TASK GOAL: Would you return the listing exactly as written, apart from its pictures?
◇ ◇ ◇
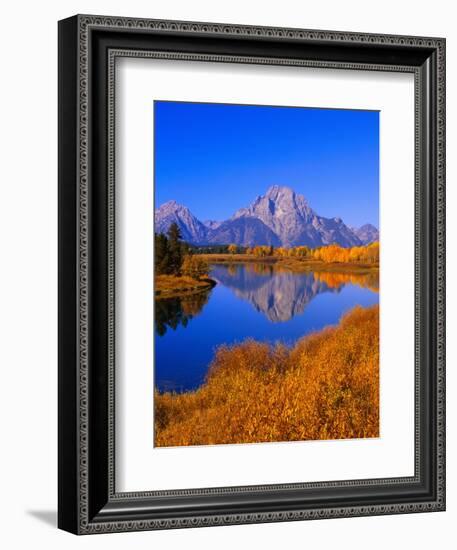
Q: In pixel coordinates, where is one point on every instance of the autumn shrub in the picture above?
(325, 387)
(195, 267)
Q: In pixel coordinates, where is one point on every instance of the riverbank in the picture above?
(299, 265)
(171, 286)
(325, 387)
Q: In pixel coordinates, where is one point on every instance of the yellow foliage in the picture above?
(325, 387)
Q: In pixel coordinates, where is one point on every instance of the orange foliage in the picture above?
(368, 254)
(325, 387)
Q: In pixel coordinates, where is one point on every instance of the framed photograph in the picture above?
(251, 274)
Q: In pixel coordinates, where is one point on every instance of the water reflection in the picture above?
(174, 312)
(281, 294)
(258, 301)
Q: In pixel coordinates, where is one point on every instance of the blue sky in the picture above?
(216, 158)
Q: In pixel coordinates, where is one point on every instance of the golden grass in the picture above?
(167, 286)
(325, 387)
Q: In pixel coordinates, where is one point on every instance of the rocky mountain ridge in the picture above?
(281, 217)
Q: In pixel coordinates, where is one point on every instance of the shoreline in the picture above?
(261, 392)
(176, 287)
(294, 264)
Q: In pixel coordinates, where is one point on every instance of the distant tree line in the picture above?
(174, 257)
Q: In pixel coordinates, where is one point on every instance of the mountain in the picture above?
(211, 224)
(244, 232)
(367, 233)
(281, 217)
(295, 223)
(192, 229)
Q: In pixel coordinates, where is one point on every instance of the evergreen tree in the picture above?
◇ ◇ ◇
EXERCISE RESULT:
Q: In pixel coordinates, where is one point on every instance of the autumn shrub in the picture above?
(325, 387)
(195, 267)
Q: In pixel coordinates, where is one point on every instance of the riverbank in the picture above?
(299, 265)
(171, 286)
(325, 387)
Q: In pixel coordinates, where is one point on every instance of the yellow foliage in the picture above?
(325, 387)
Q: In pixel coordinates, where is one point on every instance of the orange foliage in the picture above?
(368, 254)
(325, 387)
Q: In pixel coordinates, where is one point on every instance of the framed photograph in the picture above?
(251, 274)
Q: In pixel coordinates, where is one point on every instance of the water reflection in the picture above?
(174, 312)
(281, 294)
(258, 301)
Q: In pixel coordinates, where is one point on every instance of the blue sky in the picture above?
(216, 158)
Q: In pixel coordinates, where is one point on every instance of the golden grass in the picture above?
(167, 286)
(325, 387)
Q: In pixel coordinates, where is one point on every instance of the rocky mountain ridge in the picture above?
(281, 217)
Q: In pixel coordinates, where is one point on every instance of the shoreline in the picture above?
(261, 392)
(176, 287)
(294, 264)
Q: In pixel coordinates, where is one point on every instance of the distant tree line in the picture above?
(174, 257)
Q: In pixel coordinates, where is one point on every instance of the mountain in the picture above?
(211, 224)
(244, 232)
(367, 233)
(281, 217)
(295, 223)
(192, 229)
Q: In pixel coordinates, where is one point on every instance of the evergreen tree in the picture above?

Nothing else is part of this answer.